** Opening Page excerpt block **

Context:
The Reserve Bank of India (RBI) has advised state governments to reschedule market borrowings to ease supply pressure in the bond market amid rising yields. This guidance comes ahead of expectations that RBI will announce an Open Market Operations (OMO) calendar in its December 5 policy review.
Open Market Operations (OMO)
Open Market Operations (OMOs) are monetary policy tools used by the Reserve Bank of India (RBI) to regulate liquidity (money supply) in the financial system through buying or selling government securities (G-secs) in the open market.
Why RBI Uses OMOs
- Control Inflation – By reducing excess liquidity.
- Support Growth – By injecting liquidity when markets face a shortage.
- Manage Bond Yields – To ensure stable borrowing costs for the government.
- Maintain Financial Stability – Prevent market volatility and liquidity stress.
How OMOs Work
1. OMO Purchase (Liquidity Injection)
RBI buys government securities from banks.

** Closing Page excerpt block **
** Opening Records supplied block **

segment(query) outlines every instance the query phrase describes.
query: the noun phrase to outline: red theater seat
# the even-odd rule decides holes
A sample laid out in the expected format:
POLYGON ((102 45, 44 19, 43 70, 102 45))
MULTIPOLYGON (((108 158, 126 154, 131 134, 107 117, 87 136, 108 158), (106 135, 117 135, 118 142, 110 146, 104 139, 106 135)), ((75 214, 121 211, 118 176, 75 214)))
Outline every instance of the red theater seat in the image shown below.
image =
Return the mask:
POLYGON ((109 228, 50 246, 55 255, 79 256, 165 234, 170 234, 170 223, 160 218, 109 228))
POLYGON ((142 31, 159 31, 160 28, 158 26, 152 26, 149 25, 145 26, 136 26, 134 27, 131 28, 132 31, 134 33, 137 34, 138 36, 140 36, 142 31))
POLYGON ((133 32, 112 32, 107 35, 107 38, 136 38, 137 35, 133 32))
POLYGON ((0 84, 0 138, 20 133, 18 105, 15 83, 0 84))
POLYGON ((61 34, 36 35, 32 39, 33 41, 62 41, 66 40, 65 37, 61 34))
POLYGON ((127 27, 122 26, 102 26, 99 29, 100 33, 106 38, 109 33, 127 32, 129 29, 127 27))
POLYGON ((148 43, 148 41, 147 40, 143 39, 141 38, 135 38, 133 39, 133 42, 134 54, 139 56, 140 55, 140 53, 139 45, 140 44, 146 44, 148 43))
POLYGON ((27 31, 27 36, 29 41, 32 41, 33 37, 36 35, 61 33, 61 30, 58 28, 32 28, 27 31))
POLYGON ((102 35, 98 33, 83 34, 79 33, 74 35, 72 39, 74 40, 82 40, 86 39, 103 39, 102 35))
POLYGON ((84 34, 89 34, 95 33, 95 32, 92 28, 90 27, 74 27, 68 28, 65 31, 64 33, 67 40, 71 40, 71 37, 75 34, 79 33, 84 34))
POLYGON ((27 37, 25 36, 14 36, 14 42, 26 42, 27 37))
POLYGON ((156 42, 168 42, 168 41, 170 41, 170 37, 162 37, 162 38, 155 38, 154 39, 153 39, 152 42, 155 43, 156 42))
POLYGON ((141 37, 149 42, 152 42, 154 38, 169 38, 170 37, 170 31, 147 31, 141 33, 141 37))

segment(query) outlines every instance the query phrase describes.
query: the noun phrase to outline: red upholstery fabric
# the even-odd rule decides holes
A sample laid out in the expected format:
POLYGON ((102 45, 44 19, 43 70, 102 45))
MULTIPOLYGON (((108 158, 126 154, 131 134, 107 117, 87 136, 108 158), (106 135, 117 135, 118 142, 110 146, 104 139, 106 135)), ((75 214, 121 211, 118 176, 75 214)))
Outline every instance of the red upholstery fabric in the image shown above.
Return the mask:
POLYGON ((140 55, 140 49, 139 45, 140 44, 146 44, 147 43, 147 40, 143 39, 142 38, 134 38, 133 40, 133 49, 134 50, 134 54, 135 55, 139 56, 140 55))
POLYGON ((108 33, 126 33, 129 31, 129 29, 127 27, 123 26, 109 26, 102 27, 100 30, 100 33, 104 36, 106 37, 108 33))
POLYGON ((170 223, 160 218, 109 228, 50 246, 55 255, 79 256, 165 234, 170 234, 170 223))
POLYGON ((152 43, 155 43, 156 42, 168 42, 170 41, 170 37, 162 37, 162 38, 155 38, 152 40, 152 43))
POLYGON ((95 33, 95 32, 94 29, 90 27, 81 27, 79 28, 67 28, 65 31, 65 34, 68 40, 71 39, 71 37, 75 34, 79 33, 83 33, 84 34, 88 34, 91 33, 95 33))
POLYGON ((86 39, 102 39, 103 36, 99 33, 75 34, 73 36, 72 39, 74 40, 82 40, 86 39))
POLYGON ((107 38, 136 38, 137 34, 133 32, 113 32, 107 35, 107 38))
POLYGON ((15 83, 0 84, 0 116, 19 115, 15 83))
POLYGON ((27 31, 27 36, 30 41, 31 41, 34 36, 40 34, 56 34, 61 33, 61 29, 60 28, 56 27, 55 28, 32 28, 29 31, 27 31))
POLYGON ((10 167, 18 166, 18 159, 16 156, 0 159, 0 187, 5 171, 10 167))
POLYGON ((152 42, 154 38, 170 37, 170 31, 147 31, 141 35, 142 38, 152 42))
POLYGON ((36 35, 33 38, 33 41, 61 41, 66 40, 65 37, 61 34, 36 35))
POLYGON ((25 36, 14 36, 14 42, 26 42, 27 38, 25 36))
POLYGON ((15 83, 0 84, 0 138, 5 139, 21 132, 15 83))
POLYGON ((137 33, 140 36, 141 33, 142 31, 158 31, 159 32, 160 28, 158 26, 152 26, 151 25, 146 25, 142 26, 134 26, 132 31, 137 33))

** Closing Records supplied block **

__Task set__:
- a) In the OMO explainer, what date is given for the RBI policy review at which an OMO calendar is expected to be announced?
- b) Summarize the OMO explainer in two sentences.

__Answers to the exercises__:
- a) December 5

- b) The RBI has advised state governments to reschedule market borrowings to ease supply pressure in the bond market amid rising yields, ahead of an expected OMO calendar announcement in its December 5 policy review. OMOs are RBI tools for regulating liquidity by buying or selling government securities in the open market, used to control inflation, support growth, manage bond yields and maintain financial stability.